(Collected data)
────────────────────

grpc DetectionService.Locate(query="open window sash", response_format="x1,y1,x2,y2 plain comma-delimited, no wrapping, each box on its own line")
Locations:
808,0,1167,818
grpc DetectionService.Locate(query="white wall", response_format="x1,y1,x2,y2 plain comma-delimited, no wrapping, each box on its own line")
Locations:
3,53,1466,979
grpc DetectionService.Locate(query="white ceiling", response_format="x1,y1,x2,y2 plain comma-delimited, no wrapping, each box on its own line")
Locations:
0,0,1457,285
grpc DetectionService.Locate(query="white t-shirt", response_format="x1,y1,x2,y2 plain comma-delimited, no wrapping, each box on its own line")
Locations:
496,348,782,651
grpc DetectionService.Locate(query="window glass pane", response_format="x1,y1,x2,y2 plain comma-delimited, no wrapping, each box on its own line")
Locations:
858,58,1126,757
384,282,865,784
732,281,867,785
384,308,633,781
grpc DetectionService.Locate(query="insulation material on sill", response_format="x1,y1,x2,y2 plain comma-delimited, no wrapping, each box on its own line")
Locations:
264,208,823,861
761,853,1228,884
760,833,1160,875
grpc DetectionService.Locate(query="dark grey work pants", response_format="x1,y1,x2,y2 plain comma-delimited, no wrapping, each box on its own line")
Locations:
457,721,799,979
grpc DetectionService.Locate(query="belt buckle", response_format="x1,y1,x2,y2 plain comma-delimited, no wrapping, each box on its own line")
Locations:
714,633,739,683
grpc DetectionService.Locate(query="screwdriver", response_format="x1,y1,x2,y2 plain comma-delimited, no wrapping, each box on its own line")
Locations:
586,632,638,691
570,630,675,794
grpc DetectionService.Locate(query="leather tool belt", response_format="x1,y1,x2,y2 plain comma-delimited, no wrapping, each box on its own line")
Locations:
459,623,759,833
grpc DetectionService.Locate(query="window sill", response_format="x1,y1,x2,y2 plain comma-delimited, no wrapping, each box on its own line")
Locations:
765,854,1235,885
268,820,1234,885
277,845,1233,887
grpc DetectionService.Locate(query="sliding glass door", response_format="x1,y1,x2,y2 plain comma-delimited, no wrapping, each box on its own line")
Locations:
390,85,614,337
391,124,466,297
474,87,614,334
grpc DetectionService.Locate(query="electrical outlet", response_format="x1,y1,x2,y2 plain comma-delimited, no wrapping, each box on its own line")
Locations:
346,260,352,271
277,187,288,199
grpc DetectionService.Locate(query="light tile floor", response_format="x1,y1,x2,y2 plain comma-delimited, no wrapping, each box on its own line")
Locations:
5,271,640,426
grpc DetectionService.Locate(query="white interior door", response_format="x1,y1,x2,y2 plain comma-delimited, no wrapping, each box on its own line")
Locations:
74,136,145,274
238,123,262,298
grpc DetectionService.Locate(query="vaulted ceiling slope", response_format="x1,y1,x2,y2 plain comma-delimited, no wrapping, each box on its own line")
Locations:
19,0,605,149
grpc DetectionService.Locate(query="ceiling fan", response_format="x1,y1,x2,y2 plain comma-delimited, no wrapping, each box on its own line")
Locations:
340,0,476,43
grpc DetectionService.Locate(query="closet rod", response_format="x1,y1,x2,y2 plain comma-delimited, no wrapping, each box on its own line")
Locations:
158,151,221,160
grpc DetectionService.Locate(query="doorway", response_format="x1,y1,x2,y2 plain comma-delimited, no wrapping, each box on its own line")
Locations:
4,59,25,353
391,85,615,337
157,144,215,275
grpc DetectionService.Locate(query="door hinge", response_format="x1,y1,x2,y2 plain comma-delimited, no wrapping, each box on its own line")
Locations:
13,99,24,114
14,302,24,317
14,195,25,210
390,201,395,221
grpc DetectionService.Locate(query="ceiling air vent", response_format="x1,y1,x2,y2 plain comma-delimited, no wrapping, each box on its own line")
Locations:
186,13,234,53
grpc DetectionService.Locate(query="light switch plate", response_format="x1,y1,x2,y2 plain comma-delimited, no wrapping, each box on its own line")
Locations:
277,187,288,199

────────────────────

[TASK PROMPT] Nothing may be left out: return each entry exactly as it reads.

[SOLUTION BELOW]
grpc DetectionService.Locate(query="open window sash", response_format="x1,y1,x2,y2 plain comma-delimited, no wrapping, each box on its own line")
Locations:
808,0,1167,818
grpc DetectionService.Locate(query="white wall", response_format="x1,y1,x2,y2 plain comma-delimited, no wrapping, each box on its own line")
Locations:
3,53,1466,979
grpc DetectionService.Locate(query="white ceiling", response_format="x1,y1,x2,y2 plain comma-delimited, no wrapping, each box on its own line")
Locations:
0,0,1457,285
grpc DetectionService.Locate(query="white t-shirt", response_format="x1,y1,x2,y2 plain comma-delimited, no wrapping, each box on its own line")
Locations:
496,348,782,651
grpc DetectionService.Locate(query="window glass pane", response_format="x1,y1,x2,y2 plain comma-delimited, no wrapping, each box on its own line")
Locations:
858,58,1126,757
384,282,865,784
732,281,867,785
384,308,633,781
grpc DetectionService.Locate(query="insulation material on sill", response_format="x1,y1,x2,y2 plain comma-delimited, no wrapping, each box on its own line")
Locations:
264,208,823,861
761,853,1228,884
760,833,1160,875
grpc DetectionService.Locate(query="dark grey work pants", response_format="x1,y1,x2,y2 plain comma-delimited, no wrapping, each box on its own line")
Locations:
457,721,799,979
grpc DetectionService.Locate(query="belt buckle", response_format="x1,y1,x2,y2 plain comma-delimited, no wrapping, each box on its own line")
Locations:
714,633,739,683
grpc DetectionService.Locate(query="screwdriver", response_format="x1,y1,x2,y2 plain comma-delimited, no wrapping, each box on its own line")
Locations:
586,632,638,691
570,630,675,794
grpc DetectionService.Locate(query="leather tool belt", response_format="x1,y1,x2,y2 plain comma-delimited, no wrapping, each box on its own line")
Locations:
459,623,759,833
grpc DetectionService.Locate(query="window sill", response_format="x1,y1,x2,y2 plain comma-delimited, no wrapping, each box on its own line")
Locations:
765,854,1235,885
268,820,1234,885
277,845,1233,887
grpc DetectionService.Locate(query="sliding glass door", response_format="x1,y1,x2,y2 plain comma-delimited, no wrapping, each box on its own line")
Locations:
390,85,614,337
391,124,466,297
474,87,614,334
grpc DetectionService.Locate(query="electrical outlet", response_format="x1,y1,x2,y2 plain comma-delimited, no wrapping, each box on its own line")
Locations:
346,260,352,271
277,187,288,199
grpc DetectionService.Locate(query="light tile floor", response_format="x1,y1,x2,y2 plain comma-delimited, no wrapping, each box on its own line")
Locations:
5,271,640,426
grpc DetectionService.Locate(query="white interior door", response_format="x1,y1,x2,y2 plain comma-delimited, no wrapping, each box on its own line")
Locations:
74,136,145,274
238,123,262,298
grpc DetectionService.Locate(query="vaulted ceiling slope", response_format="x1,y1,x2,y2 plain comma-delimited, no wrapping, each box on its own line")
Locations:
19,0,605,149
grpc DetectionService.Locate(query="ceiling fan", response_format="x1,y1,x2,y2 plain comma-delimited, no wrapping, each box on its own line")
Locations:
340,0,476,43
grpc DetectionService.Locate(query="closet rod", response_format="x1,y1,x2,y2 plain comma-delimited, no wrapping, each box on its own line")
Locations:
158,151,221,160
grpc DetectionService.Locate(query="doorway", response_format="x1,y1,x2,y2 plain comma-delimited, no wrapping, each box on its own line")
Locations:
4,59,25,353
391,85,615,337
157,144,215,275
grpc DetectionService.Locate(query="door hinge", response_format="x1,y1,x2,y2 plain comma-delimited, no wrapping, each box on its own line")
Locations:
13,99,24,114
14,302,24,317
14,195,25,210
390,201,395,221
grpc DetectionService.Locate(query="ceiling air vent", response_format="x1,y1,x2,y2 plain comma-delimited, no wrapping, each box on its own line")
Locations:
186,13,234,53
grpc DetectionService.Locate(query="light switch plate", response_format="x1,y1,x2,y2 plain comma-delimited, no wrapping, each box on its own line")
Locations:
277,187,288,199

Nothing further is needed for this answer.